§ **Written task**: Render each line of the entries below as a numbered list, omitting any blank lines.

——

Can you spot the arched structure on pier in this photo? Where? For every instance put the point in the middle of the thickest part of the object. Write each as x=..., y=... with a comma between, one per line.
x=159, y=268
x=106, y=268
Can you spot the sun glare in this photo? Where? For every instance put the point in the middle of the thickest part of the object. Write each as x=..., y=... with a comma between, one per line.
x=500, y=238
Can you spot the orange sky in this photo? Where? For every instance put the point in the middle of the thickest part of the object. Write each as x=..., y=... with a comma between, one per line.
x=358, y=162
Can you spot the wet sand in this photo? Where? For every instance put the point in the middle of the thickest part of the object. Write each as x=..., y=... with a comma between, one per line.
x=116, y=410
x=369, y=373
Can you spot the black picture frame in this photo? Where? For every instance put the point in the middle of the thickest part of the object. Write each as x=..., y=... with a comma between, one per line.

——

§ **Result of this task**:
1. Can you spot the arched structure on pier in this photo? Where? For every instance put the point in the middle of the thickest part of the object. Write each as x=..., y=... with a comma between, one per line.
2. x=159, y=268
3. x=106, y=268
4. Can you spot the sun glare in this photo? Where? For every instance put the point in the middle of the thickest part of the object. Write each as x=..., y=... with a comma between, one per line.
5. x=500, y=238
6. Can you spot the orange sky in this photo? Where? For every instance put the point in the middle of the thickest part of the object. Write each as x=..., y=... with a comma between, one per line.
7. x=358, y=162
8. Can you spot the wet sand in this photo? Where? For every instance put the point in the middle of the thickest part of the object. Write each as x=..., y=... with a comma between, one per line.
9. x=116, y=410
10. x=369, y=373
11. Can you spot the black picture frame in this photo? Where? For every instance put the point in the middle of the thickest part of the object. Write each as x=..., y=... with a comma between, one per line.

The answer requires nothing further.